## ABOUT THIS TASK
In the listing that follows, determine how many lines include the word "outline". Respond with that number alone.

## GIVEN RECORDS
---*---

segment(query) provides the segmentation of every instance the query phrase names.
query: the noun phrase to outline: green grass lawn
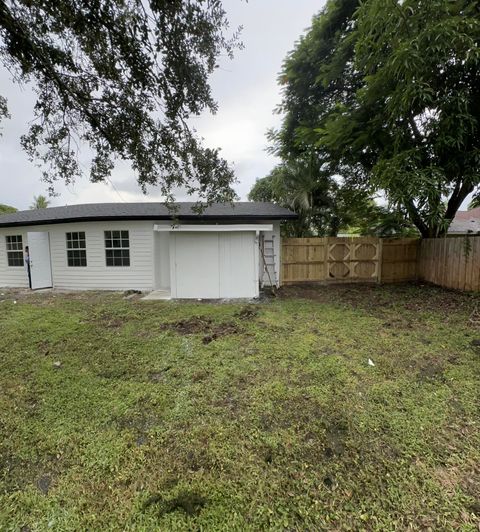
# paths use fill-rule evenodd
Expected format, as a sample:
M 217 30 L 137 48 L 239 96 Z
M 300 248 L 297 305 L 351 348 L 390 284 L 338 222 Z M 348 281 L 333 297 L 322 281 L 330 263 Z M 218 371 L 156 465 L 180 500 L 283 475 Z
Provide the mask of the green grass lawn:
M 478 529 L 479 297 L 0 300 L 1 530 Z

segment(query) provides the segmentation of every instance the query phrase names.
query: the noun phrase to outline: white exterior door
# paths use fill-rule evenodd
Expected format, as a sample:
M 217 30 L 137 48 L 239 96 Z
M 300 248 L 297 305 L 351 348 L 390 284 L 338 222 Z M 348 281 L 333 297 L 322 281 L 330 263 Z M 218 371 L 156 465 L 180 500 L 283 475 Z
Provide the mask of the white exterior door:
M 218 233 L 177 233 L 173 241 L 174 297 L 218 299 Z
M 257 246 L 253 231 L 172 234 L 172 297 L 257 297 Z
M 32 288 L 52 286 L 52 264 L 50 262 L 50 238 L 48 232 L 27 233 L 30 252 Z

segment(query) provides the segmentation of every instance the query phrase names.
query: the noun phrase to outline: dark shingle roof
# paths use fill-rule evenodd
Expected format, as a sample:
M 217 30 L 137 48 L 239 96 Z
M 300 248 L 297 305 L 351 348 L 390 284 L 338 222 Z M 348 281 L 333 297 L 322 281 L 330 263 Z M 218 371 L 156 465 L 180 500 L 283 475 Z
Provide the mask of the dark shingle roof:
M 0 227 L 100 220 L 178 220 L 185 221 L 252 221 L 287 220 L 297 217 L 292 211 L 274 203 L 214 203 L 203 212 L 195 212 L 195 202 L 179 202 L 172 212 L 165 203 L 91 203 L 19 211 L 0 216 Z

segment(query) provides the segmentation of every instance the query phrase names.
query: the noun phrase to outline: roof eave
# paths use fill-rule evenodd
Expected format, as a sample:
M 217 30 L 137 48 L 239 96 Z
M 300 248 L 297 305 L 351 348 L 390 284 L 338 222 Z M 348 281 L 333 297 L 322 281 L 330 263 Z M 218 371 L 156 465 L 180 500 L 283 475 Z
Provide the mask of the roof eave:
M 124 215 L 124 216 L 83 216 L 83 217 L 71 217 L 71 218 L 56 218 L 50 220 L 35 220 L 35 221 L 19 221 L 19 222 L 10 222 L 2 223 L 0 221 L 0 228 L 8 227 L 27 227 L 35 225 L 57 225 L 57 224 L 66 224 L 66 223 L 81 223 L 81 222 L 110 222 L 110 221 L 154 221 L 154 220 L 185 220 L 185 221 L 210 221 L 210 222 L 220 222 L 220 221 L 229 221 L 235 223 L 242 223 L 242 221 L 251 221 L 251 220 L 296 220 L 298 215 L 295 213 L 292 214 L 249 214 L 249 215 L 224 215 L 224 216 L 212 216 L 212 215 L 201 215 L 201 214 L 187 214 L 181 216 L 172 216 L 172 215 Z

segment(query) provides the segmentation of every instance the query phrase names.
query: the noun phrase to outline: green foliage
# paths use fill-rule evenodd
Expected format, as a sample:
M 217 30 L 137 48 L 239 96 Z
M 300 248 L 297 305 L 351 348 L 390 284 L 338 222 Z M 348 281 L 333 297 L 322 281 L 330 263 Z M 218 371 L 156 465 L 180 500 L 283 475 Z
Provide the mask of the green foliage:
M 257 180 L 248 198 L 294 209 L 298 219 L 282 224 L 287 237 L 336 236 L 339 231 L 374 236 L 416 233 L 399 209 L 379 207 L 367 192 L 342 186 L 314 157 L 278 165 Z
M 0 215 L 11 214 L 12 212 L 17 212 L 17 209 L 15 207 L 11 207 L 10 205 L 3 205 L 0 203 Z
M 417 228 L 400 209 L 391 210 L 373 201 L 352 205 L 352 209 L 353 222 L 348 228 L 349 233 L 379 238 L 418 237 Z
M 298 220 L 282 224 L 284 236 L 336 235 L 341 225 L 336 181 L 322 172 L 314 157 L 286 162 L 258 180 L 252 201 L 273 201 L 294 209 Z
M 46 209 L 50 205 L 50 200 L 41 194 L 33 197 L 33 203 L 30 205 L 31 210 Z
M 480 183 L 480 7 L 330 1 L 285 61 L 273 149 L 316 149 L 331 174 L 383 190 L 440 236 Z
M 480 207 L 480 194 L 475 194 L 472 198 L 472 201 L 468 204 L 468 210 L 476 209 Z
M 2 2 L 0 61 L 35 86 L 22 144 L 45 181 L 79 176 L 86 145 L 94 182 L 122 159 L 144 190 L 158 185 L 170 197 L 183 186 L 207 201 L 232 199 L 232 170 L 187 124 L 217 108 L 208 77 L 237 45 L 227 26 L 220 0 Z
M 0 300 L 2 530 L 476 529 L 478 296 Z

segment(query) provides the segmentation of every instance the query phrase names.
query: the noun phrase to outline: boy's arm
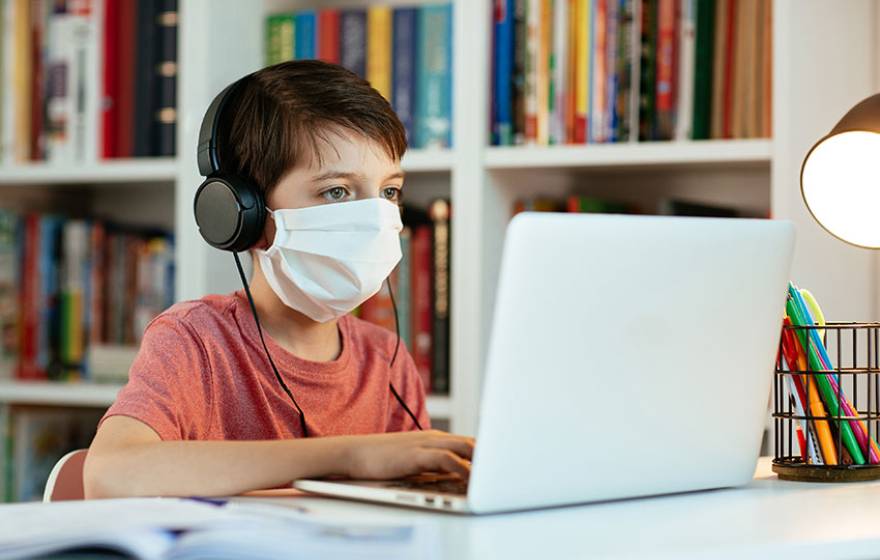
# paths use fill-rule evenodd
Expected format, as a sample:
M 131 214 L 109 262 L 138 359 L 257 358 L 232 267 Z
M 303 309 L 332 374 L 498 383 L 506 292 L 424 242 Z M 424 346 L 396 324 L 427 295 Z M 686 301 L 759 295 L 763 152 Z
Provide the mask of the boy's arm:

---*---

## RESULT
6